_AIM OF THE EXERCISE_
Turn the lines below into a JSON list of strings, with one string for each line and any blank lines left out.

--- GIVEN DATA ---

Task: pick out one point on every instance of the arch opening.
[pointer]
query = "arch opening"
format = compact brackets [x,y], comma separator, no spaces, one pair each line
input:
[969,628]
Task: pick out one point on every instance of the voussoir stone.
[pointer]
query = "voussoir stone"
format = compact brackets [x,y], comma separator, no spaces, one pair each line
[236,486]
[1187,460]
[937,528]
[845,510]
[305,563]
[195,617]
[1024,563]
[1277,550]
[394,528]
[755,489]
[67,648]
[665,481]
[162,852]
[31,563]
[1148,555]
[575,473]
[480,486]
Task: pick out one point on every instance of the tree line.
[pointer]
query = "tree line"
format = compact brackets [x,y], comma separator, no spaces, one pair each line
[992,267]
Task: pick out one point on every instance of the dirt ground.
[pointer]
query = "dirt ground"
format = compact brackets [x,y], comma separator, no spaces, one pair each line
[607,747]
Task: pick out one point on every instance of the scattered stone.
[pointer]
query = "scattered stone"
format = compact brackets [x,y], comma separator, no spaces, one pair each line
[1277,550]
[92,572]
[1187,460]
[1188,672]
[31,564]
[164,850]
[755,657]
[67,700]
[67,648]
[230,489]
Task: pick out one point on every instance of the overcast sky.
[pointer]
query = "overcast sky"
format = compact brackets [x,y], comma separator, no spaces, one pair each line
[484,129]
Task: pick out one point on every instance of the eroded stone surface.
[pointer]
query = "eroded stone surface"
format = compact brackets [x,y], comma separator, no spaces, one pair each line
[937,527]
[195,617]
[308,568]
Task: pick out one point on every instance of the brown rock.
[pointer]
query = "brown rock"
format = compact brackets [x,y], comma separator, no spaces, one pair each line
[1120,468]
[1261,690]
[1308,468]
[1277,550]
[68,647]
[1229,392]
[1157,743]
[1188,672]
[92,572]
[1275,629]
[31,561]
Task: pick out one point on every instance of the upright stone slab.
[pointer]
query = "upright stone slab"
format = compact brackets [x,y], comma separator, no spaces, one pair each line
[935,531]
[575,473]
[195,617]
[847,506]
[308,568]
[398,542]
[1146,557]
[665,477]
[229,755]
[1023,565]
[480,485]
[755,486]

---

_TASK RESULT_
[
  "Task: pick out one point on every instance of the arch opening.",
  "[pointer]",
  "query = \"arch opening\"",
  "format = compact brackets [x,y], comma separator, no spaces, one pair each line",
  "input:",
  "[969,628]",
  "Task: pick out one point on every instance of the voussoir stone.",
  "[pointer]",
  "query = \"voussoir stone\"",
  "format = compact brackets [x,y], comma separator, no spaces, one pair each line",
  "[236,486]",
  "[1187,460]",
  "[937,528]",
  "[845,510]",
  "[305,563]",
  "[195,617]",
  "[1024,563]",
  "[1277,550]",
  "[394,528]",
  "[755,489]",
  "[67,648]",
  "[665,481]",
  "[162,852]",
  "[31,563]",
  "[1148,555]",
  "[575,473]",
  "[480,486]",
  "Task: pick out one point on every instance of the tree line.",
  "[pointer]",
  "query = \"tree line\"",
  "format = compact brackets [x,y], comma separator, no spaces, one pair each line",
  "[992,267]",
  "Task: pick out one point on every instance of the dirt ground.",
  "[pointer]",
  "query = \"dirt ground\"",
  "format = compact brackets [x,y], comma separator, no spaces, one pair each line",
  "[607,747]",
  "Task: pick out one point on every instance of the scattered stone.",
  "[pointer]",
  "query = \"scattered stone\"",
  "format = compact brackets [x,y], comma separator, no spaces, one pair each line",
  "[1277,550]",
  "[92,572]",
  "[1187,460]",
  "[1188,672]",
  "[31,564]",
  "[164,850]",
  "[755,657]",
  "[67,700]",
  "[67,648]",
  "[230,489]",
  "Task: pick out one point on every instance of the overcast sky.",
  "[pointer]",
  "query = \"overcast sky\"",
  "format = compact brackets [x,y], comma separator, no spaces, one pair each line",
  "[484,129]",
  "Task: pick out one point on every instance of the eroded stone surface.",
  "[pointer]",
  "query = \"eroded stone surface\"",
  "format = compact brackets [x,y], comma separator, no spaces, one pair each line",
  "[937,527]",
  "[195,617]",
  "[308,568]",
  "Task: pick out one point on every instance of the brown rock.",
  "[pointer]",
  "query = \"brown rock\"",
  "format = compact brackets [x,y], comma separator, no spaces, one pair each line",
  "[1120,468]",
  "[1261,690]",
  "[1308,468]",
  "[1277,550]",
  "[68,647]",
  "[1229,392]",
  "[1157,743]",
  "[1188,672]",
  "[92,572]",
  "[1275,629]",
  "[31,561]",
  "Task: pick out one point on every instance of the upright stone slab.",
  "[pointer]",
  "query = \"upright stone slab\"",
  "format = compact brackets [x,y], comma separator, no spaces, one pair each line",
  "[935,531]",
  "[575,473]",
  "[195,617]",
  "[847,506]",
  "[308,568]",
  "[398,542]",
  "[1146,557]",
  "[665,477]",
  "[229,755]",
  "[1023,565]",
  "[480,485]",
  "[755,486]"
]